*Records for this task:*
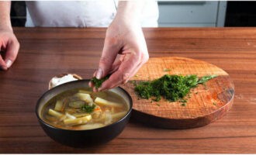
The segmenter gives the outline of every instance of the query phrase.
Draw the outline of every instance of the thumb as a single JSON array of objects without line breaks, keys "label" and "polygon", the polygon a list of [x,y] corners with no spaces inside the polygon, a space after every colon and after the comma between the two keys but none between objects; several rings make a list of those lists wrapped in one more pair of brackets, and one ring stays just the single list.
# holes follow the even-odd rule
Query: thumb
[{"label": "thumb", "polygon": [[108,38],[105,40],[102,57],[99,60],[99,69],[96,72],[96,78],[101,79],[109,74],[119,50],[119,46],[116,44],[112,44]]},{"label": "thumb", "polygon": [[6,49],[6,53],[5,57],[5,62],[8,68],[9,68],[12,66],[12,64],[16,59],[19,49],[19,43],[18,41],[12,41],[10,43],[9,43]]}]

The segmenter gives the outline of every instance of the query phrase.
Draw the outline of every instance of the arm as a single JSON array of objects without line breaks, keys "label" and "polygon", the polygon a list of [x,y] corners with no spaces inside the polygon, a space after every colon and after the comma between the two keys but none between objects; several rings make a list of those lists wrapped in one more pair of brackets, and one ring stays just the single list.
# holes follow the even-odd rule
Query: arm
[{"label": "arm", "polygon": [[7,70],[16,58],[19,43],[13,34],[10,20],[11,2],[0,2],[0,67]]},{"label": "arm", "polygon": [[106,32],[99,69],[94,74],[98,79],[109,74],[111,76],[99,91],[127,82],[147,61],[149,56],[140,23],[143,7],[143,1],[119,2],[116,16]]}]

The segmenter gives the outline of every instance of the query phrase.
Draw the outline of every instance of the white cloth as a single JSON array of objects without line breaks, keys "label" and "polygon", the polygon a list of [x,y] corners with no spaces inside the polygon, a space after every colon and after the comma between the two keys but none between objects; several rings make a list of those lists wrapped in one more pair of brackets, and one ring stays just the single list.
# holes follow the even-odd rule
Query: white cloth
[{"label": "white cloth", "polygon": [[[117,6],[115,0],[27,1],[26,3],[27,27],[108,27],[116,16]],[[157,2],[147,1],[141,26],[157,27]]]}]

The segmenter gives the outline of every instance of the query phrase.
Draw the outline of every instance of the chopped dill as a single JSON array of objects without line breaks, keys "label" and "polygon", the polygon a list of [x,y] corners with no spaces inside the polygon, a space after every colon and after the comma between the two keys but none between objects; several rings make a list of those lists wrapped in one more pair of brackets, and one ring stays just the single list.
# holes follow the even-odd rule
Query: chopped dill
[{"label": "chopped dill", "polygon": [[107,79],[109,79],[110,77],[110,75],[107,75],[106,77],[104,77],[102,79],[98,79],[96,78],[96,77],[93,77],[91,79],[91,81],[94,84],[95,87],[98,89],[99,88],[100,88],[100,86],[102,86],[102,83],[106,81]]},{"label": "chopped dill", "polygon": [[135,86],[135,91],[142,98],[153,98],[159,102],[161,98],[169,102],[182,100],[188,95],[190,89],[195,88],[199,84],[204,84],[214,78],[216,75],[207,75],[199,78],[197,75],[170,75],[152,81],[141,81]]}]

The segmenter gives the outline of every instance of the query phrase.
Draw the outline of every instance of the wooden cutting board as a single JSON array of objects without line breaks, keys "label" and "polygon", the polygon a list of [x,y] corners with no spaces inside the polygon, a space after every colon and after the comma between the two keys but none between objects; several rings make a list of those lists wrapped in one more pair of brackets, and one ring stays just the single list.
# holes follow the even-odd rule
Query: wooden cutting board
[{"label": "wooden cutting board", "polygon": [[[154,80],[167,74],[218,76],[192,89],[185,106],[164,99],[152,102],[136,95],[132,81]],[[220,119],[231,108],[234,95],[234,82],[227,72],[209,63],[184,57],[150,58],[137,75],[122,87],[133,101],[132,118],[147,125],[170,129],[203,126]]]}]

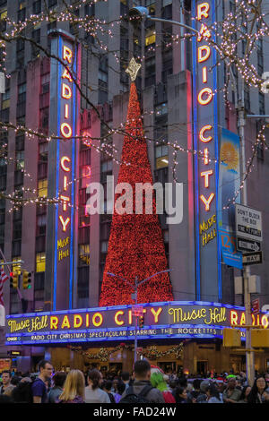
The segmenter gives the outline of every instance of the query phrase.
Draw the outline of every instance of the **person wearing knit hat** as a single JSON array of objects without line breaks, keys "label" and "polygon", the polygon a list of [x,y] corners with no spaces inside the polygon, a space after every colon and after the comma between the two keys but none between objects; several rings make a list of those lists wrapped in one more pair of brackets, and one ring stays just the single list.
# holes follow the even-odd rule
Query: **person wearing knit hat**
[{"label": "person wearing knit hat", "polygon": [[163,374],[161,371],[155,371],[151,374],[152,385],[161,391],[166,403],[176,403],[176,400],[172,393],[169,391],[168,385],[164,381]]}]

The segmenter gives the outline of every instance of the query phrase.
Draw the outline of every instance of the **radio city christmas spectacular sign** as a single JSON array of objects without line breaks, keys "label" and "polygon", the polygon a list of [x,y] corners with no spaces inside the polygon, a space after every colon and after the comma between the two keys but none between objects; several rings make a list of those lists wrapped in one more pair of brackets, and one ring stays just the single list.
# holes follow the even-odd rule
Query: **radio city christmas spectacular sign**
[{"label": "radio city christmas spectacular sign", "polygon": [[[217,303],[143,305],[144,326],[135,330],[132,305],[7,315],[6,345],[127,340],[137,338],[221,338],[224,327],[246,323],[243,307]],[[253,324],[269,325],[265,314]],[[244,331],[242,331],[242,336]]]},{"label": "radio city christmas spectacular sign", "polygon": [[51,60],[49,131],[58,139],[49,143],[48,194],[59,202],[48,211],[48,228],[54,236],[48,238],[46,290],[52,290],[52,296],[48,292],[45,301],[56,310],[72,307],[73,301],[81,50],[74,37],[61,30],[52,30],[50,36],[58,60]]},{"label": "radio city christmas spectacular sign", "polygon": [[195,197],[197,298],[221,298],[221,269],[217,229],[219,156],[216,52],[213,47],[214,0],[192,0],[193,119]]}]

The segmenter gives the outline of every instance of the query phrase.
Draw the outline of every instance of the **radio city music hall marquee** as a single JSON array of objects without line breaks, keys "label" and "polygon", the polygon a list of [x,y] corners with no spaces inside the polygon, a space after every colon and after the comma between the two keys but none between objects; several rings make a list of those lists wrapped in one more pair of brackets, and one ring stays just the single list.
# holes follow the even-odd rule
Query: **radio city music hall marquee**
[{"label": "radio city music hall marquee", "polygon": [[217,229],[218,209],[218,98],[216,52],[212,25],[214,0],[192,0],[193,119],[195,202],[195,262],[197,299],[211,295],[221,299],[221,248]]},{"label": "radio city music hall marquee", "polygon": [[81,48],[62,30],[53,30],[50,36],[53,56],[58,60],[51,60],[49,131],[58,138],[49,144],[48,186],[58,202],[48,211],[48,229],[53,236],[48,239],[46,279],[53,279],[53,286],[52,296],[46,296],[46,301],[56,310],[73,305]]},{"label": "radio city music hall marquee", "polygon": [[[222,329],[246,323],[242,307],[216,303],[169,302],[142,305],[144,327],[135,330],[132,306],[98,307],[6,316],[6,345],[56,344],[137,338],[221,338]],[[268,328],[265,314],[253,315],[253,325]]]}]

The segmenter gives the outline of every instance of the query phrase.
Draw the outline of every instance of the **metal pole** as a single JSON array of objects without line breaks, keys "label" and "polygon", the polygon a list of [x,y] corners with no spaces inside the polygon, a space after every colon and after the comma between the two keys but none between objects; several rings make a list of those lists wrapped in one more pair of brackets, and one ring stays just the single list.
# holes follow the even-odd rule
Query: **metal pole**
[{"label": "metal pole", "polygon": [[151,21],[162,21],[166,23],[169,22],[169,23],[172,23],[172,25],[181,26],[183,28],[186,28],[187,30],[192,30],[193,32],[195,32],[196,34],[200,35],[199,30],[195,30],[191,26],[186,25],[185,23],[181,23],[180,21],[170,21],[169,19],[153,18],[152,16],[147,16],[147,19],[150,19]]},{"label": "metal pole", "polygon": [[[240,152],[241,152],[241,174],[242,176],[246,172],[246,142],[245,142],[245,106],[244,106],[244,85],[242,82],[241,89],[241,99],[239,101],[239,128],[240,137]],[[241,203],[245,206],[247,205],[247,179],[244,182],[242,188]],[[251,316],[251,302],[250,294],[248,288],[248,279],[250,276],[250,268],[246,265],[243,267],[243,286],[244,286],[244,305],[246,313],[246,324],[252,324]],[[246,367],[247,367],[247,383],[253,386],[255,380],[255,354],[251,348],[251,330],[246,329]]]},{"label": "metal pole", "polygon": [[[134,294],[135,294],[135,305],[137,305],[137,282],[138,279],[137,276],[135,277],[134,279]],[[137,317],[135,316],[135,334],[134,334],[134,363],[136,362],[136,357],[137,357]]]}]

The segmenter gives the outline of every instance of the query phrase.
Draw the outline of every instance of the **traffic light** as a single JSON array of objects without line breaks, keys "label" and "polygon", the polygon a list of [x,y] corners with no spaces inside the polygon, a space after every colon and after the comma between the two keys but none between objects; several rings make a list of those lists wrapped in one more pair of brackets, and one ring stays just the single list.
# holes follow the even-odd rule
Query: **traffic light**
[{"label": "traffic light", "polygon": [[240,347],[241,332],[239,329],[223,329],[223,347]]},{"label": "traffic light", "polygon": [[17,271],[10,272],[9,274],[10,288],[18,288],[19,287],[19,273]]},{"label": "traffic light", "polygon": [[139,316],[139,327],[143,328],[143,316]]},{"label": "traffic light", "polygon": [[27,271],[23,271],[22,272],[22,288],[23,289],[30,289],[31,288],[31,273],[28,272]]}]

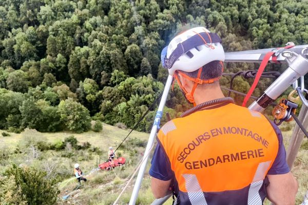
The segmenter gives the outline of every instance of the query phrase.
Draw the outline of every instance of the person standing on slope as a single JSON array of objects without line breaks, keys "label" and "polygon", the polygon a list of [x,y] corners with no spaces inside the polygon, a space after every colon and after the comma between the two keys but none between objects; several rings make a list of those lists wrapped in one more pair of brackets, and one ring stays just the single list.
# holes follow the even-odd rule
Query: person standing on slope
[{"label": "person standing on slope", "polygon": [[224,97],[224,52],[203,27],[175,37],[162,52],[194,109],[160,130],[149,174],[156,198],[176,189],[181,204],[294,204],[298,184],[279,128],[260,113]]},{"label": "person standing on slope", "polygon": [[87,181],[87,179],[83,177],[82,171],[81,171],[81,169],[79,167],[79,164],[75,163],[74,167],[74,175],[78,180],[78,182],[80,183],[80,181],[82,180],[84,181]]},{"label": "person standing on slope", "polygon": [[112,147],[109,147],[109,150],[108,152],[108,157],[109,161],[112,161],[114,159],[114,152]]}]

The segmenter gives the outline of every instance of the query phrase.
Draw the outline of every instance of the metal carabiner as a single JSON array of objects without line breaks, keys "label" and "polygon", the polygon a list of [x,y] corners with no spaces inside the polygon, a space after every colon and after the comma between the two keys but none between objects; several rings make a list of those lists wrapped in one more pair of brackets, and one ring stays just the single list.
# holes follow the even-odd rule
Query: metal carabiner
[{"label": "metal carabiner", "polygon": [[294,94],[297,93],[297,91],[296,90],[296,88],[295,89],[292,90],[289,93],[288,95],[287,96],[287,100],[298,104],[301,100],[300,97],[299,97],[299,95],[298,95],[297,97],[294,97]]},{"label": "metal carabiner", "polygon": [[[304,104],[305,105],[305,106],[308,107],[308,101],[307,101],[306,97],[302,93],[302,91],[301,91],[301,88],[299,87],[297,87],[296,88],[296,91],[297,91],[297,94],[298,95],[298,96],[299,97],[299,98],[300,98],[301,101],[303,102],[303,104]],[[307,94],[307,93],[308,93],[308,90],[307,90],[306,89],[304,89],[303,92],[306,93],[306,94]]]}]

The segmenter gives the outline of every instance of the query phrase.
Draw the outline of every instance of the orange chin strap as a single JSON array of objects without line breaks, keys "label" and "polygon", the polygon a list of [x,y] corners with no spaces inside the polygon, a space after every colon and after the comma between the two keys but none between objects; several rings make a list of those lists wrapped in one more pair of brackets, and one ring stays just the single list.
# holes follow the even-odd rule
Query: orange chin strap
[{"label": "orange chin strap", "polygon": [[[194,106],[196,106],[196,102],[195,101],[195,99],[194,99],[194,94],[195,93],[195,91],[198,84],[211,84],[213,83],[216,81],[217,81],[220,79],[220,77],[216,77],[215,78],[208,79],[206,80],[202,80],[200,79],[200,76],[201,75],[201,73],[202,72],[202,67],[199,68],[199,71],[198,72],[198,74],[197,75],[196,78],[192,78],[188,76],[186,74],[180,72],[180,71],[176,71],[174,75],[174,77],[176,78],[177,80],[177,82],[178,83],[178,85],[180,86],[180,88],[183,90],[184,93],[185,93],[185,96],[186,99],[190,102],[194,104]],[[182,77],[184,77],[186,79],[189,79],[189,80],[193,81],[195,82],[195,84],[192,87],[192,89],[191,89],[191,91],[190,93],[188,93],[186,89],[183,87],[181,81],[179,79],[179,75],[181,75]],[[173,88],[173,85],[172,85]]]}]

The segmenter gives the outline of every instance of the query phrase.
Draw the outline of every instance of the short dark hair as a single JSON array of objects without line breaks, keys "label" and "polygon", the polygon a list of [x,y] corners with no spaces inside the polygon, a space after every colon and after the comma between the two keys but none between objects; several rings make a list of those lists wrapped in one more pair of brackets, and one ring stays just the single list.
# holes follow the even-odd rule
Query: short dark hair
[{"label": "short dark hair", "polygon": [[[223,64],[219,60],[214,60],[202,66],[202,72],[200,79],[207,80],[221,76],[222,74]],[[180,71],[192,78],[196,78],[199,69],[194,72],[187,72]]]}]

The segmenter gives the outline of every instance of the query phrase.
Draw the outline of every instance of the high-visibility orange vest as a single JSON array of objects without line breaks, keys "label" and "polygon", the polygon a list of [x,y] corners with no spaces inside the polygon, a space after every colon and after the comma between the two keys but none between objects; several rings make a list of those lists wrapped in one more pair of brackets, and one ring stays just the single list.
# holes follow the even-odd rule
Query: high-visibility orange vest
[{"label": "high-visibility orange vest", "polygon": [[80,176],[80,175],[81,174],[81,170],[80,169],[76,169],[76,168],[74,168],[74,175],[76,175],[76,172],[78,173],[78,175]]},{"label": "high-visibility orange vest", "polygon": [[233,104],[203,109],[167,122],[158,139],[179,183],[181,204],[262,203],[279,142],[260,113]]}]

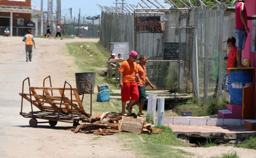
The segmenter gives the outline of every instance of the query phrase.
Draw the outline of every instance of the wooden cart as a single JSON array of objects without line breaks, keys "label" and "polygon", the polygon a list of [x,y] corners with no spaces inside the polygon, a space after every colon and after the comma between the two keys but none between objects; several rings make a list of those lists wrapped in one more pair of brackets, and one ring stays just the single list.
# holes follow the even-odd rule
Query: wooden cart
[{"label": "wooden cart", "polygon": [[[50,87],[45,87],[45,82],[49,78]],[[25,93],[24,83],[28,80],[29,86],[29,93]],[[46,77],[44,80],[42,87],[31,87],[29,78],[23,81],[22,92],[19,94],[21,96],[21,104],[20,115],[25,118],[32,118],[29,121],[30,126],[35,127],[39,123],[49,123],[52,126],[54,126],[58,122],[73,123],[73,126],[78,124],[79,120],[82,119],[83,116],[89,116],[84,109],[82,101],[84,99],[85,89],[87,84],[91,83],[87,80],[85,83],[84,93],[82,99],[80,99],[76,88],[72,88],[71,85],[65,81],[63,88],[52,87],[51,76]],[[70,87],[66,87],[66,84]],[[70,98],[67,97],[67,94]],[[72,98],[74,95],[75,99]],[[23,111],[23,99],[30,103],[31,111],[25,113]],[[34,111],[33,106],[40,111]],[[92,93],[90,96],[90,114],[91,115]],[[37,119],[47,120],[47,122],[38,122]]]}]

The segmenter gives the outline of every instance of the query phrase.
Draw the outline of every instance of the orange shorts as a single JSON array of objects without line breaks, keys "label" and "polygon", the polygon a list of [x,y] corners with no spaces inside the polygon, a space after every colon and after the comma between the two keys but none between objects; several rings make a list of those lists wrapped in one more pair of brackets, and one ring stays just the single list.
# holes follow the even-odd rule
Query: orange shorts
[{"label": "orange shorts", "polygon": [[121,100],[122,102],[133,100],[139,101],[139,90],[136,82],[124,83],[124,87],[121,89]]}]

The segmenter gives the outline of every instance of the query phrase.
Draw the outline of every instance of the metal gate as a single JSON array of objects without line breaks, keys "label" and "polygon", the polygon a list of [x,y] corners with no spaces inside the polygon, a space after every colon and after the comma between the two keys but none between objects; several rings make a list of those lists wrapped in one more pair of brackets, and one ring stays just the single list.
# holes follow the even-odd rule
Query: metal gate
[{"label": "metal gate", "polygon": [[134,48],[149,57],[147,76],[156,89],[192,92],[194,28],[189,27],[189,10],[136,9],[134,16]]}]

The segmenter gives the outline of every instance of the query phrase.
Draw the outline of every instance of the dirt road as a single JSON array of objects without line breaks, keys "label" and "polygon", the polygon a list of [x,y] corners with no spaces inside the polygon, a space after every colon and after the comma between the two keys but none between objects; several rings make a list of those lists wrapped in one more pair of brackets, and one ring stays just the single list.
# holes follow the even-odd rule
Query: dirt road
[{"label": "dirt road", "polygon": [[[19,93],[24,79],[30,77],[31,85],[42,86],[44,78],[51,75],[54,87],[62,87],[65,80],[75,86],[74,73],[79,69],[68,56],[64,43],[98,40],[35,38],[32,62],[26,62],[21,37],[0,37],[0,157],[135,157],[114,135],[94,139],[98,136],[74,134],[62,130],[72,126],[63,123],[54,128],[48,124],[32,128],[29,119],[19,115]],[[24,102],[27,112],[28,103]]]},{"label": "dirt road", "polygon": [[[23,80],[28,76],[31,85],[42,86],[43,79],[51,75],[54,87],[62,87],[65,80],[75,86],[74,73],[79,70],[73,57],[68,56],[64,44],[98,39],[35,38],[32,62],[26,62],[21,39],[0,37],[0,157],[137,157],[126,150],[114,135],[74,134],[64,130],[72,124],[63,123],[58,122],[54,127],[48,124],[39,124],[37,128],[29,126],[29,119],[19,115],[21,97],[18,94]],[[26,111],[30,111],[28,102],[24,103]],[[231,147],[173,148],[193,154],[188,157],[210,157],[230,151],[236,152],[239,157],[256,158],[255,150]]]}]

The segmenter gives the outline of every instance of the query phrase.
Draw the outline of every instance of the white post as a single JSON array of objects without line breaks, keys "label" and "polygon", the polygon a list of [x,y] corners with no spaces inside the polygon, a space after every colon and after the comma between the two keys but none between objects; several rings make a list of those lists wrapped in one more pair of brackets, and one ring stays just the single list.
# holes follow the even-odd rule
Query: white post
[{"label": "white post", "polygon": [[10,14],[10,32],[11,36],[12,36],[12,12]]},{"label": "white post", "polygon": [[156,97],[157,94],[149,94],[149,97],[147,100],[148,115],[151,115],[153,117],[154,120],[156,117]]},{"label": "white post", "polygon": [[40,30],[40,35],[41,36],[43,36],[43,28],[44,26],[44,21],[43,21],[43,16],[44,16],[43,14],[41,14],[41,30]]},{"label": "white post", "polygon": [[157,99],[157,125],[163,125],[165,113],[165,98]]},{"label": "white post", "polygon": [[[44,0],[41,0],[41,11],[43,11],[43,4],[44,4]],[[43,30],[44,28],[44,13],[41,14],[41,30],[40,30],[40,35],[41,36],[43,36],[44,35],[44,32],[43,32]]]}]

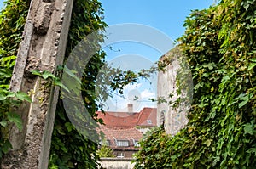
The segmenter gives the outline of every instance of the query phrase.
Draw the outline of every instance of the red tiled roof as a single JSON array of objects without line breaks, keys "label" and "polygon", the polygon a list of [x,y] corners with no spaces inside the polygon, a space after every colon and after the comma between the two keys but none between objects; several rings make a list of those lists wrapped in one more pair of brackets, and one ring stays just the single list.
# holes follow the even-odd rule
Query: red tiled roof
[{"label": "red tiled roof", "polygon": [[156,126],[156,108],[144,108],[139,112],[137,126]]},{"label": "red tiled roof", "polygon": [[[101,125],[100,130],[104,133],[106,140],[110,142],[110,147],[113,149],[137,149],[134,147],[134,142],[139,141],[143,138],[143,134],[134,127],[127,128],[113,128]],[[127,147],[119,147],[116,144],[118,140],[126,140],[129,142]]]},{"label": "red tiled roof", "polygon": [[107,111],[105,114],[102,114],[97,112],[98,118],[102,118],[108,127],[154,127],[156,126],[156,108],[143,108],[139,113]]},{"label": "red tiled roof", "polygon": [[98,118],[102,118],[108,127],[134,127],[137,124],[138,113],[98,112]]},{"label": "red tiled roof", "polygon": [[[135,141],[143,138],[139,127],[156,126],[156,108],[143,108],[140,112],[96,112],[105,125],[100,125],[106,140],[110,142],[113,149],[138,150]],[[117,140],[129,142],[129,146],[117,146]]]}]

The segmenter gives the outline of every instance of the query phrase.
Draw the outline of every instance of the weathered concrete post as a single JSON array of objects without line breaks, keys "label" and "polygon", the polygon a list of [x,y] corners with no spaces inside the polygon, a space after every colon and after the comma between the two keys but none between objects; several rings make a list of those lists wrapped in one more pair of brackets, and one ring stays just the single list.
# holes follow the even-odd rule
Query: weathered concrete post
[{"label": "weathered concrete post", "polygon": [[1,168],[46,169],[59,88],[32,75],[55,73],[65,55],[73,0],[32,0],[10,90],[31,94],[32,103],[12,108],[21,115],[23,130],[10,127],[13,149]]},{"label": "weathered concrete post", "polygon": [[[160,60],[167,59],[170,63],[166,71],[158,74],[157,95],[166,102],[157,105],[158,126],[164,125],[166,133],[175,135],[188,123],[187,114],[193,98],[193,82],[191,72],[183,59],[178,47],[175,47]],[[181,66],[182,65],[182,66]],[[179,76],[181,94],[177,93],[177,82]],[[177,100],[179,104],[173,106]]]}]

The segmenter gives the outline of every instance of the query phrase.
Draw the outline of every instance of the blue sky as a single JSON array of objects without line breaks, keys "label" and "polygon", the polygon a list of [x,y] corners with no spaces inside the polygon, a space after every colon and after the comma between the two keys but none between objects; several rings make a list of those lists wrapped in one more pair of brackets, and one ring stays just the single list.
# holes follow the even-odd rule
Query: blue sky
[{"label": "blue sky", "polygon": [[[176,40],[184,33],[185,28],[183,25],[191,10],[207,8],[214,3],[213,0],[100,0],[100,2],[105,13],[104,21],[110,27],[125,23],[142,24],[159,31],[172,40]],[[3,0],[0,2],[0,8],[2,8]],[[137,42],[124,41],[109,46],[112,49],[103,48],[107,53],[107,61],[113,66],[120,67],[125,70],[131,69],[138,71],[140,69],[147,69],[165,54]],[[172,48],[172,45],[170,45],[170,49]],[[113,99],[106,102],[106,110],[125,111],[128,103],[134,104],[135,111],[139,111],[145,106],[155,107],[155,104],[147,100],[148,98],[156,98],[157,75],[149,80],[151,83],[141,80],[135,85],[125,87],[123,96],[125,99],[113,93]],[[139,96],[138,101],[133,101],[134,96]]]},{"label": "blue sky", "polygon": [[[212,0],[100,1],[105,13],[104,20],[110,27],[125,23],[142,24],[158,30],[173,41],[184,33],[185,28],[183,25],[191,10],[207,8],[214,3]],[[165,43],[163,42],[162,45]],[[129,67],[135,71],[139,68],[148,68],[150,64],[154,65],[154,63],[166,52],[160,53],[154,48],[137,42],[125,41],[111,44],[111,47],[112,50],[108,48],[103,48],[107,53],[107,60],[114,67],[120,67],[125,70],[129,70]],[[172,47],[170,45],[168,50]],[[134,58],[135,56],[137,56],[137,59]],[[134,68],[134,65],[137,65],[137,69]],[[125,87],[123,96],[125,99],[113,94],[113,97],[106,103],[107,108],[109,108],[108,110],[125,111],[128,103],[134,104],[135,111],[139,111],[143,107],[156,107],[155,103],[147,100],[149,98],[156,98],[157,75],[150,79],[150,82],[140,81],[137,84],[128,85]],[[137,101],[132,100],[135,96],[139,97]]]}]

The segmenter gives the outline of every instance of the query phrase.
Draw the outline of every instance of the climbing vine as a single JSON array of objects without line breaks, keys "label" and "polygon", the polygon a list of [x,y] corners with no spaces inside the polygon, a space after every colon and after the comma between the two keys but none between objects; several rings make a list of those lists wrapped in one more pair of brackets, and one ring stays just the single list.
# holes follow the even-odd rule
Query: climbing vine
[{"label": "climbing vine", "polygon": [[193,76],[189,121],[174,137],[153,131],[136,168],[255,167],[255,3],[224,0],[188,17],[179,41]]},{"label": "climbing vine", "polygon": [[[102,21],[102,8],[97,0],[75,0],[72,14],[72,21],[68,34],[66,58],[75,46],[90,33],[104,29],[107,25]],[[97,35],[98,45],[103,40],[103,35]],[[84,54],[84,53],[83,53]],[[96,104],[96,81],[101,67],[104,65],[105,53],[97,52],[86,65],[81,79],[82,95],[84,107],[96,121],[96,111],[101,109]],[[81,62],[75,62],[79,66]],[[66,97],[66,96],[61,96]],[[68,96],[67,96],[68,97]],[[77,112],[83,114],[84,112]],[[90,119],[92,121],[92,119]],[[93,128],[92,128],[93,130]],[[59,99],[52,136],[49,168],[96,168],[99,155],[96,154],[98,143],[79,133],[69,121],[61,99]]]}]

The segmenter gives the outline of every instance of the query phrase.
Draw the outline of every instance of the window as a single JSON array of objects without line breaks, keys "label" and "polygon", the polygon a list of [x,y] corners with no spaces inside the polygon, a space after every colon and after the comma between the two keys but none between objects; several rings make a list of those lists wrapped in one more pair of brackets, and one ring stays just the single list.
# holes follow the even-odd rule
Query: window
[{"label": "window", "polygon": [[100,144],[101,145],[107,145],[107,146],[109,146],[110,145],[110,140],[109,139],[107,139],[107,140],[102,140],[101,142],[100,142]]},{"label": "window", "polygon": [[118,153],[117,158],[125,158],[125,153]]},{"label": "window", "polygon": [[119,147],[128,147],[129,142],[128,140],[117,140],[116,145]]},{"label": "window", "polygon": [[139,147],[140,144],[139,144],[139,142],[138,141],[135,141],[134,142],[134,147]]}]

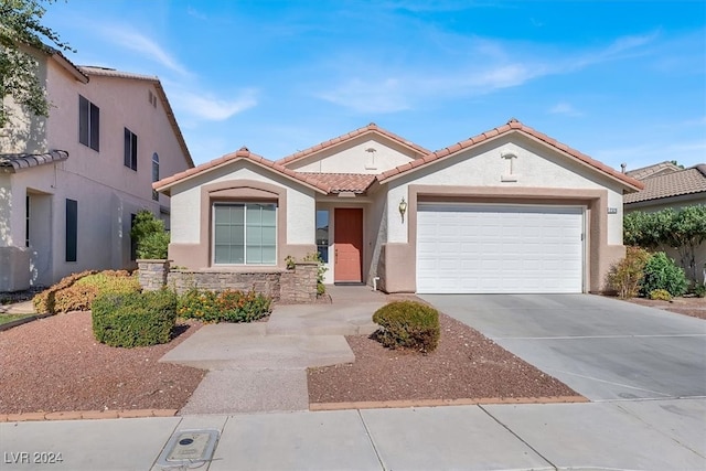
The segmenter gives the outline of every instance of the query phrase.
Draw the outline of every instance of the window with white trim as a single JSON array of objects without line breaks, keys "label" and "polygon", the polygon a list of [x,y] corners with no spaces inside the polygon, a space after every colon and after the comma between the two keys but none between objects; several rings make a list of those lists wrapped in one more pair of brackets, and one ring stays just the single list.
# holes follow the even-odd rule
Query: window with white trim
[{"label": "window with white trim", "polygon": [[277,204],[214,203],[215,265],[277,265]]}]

*Problem statement:* List every line in the records above that contains the string "trim".

*Result for this exercise:*
Draw the outline of every instance of the window with white trim as a single JSON array of objects without line breaks, keys "label" and "polygon", the polygon a list of [x,y] corners with no spaces inside the polygon, a space after every colon and after the comma between the two keys but none between objects; several rings make a list of those lists wrapped in one more pair of brackets, and one ring stays just the single list.
Query: window with white trim
[{"label": "window with white trim", "polygon": [[277,204],[214,203],[215,265],[277,265]]}]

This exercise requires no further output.